Verde verde, que te quiero verde!
Con esa mala costumbre y
facilidad para el mal gusto que le son propias, la crítica ha rebajado el
último filme de Enrique Pineda Barnet a una lectura moral; lo que explica esa
tan extraña como indetenible declinación de las artes y su correspondiente crítica,
cada vez más ineficientes para una representación y comprensión final de la
realidad. Así pues primero, y como su mayor virtud incluso, Verde verde es tan teatral y abstracta
que llega al más puro expresionismo [¿Caribeño?][i]; aprovechándose
de un nivel tal de sordidez que rehuiría como Caronte cualquier atisbo de la magra
realidad, replegándose al alcance universal de su conceptismo. De hecho, si se
fuera a hacer una lectura moral de este filme, lo que resaltaría es el
resentimiento evidente de su realizador; que no volcándose a la vindicación de
su héroe prefiere explayarse en
la apoteosis con que se hunde su antihéroe, que es quien funge aquí de protagonista.
Repartiendo culpas [innecesarias] cualquiera podría hasta escandalizarse de esa
saña imprudente y egoísta con que el heroico partenaire desata las furias del
otro en derredor suyo; pues la acción es suicida de principio a fin, con una
aspereza y una violencia —un poco sublimada— de parte y parte que por suerte
nos avisa de que el clima no es moral sino estético.

*TAREAS ESCRITAS:*
1 - Traduzca al inglés esta oración de la reseña sobre Verde verde: "De hecho, si se fuera a hacer una lectura moral de este filme, lo que resaltaría es el resentimiento evidente de su realizador; que no volcándose a la vindicación de su héroe prefiere explayarse en la apoteosis con que se hunde su antihéroe, que es quien funge aquí de protagonista."
2 - Según la reseña sobre Verde verde, ¿a qué ha rebajado la crítica el último filme de Enrique Pineda Barnet?
Las entradas no son necesarias.

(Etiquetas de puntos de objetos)
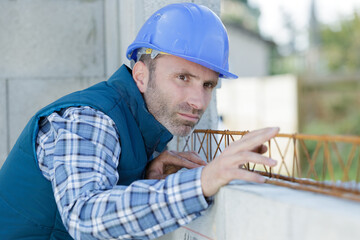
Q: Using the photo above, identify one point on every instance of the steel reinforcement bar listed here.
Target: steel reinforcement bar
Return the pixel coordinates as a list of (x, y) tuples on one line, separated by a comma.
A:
[(318, 163)]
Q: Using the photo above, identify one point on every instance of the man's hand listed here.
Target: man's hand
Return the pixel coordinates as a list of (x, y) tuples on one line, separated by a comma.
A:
[(226, 167), (169, 162)]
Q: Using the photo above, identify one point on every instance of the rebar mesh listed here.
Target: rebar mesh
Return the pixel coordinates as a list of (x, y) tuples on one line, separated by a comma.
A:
[(318, 163)]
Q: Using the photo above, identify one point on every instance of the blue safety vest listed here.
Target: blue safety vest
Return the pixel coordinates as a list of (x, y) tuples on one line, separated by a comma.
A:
[(27, 205)]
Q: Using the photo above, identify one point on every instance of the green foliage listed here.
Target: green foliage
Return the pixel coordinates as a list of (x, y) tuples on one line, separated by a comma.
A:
[(341, 45)]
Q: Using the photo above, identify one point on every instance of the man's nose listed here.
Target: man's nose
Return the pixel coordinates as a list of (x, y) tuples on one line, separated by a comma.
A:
[(197, 98)]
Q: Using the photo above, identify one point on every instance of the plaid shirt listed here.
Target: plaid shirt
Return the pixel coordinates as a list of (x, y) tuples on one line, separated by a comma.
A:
[(78, 151)]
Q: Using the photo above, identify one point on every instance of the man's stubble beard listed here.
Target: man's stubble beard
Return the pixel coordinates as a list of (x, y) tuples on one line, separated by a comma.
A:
[(158, 104)]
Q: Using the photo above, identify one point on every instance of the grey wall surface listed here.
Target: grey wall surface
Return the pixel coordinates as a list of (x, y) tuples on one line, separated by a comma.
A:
[(249, 55), (49, 48)]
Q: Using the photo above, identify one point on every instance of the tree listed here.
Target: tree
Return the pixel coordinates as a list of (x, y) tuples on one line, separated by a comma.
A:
[(341, 45)]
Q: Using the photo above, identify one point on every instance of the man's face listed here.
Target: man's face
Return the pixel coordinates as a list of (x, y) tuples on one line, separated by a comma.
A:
[(178, 92)]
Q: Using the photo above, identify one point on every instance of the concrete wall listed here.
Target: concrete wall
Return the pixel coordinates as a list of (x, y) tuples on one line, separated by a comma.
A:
[(262, 211), (49, 48), (249, 54)]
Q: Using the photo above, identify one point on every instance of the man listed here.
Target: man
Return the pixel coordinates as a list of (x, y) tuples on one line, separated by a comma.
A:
[(83, 166)]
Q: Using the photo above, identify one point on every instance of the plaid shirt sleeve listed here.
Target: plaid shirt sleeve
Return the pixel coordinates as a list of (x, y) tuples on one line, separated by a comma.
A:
[(78, 151)]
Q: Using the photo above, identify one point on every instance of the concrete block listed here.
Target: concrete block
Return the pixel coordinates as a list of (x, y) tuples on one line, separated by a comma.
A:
[(28, 96), (263, 211), (42, 38), (3, 122)]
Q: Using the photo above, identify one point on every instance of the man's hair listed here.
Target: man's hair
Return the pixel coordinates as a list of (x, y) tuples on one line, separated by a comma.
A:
[(150, 63)]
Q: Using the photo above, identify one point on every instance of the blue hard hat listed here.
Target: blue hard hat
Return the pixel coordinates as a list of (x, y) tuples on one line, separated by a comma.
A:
[(186, 30)]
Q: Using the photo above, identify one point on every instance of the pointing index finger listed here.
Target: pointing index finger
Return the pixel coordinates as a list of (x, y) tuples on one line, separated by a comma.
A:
[(252, 139)]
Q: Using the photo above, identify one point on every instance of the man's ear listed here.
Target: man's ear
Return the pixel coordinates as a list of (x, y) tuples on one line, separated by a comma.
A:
[(140, 74)]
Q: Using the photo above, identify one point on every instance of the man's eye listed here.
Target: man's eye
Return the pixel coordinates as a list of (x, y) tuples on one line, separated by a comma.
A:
[(209, 85), (183, 77)]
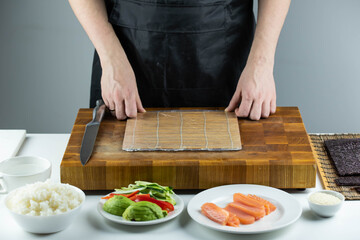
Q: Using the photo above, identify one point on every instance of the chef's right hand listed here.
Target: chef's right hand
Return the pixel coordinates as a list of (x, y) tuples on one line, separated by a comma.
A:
[(118, 88)]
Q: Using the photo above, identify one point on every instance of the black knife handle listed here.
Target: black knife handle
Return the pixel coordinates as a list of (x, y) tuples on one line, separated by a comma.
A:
[(99, 111)]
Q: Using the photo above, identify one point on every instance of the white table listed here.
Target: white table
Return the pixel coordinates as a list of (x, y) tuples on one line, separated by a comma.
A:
[(90, 225)]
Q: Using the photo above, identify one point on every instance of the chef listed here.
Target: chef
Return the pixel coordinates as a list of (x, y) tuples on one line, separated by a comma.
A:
[(183, 53)]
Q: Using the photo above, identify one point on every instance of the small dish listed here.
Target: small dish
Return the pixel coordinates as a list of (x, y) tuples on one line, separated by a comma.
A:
[(45, 224), (288, 208), (18, 171), (177, 210), (326, 210)]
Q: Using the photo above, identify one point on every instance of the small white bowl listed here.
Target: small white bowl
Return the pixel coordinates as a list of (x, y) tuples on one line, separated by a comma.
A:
[(18, 171), (45, 224), (326, 210)]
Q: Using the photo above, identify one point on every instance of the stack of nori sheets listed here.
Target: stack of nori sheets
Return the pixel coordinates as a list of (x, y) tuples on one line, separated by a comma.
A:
[(345, 154)]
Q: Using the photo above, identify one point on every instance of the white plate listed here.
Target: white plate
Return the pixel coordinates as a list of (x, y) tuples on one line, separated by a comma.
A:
[(177, 210), (288, 209)]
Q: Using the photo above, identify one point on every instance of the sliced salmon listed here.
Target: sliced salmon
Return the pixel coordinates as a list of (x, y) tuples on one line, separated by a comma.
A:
[(243, 217), (233, 220), (253, 211), (268, 205), (241, 198), (215, 213)]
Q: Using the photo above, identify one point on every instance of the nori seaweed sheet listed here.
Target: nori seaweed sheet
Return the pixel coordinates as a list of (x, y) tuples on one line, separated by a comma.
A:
[(348, 181), (345, 153)]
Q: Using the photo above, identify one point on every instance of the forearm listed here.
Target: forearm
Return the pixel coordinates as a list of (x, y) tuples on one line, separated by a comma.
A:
[(271, 17), (93, 17)]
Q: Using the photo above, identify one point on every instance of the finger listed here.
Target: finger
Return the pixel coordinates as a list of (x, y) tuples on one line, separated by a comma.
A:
[(130, 107), (244, 108), (111, 105), (273, 106), (265, 110), (139, 105), (120, 110), (234, 102), (255, 112), (106, 101)]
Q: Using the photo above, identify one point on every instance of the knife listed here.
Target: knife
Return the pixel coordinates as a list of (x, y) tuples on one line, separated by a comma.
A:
[(91, 131)]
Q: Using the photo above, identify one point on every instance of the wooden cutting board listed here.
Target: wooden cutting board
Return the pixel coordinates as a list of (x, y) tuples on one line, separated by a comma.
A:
[(275, 152), (191, 130)]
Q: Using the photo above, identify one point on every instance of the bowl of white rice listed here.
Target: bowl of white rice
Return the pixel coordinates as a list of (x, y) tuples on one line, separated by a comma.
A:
[(45, 207), (325, 203)]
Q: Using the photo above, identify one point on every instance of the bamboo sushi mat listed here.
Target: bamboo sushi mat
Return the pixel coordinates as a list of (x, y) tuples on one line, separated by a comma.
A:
[(183, 130), (325, 166)]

*RESPUESTAS POR TAREA:*
1 - In fact, if one were to make a moral reading of this film, what would stand out is the evident resentment of its director, who, rather than turning to the vindication of his hero, prefers to dwell on the apotheosis with which his antihero sinks, the one who serves here as the protagonist.

2 - A una lectura moral.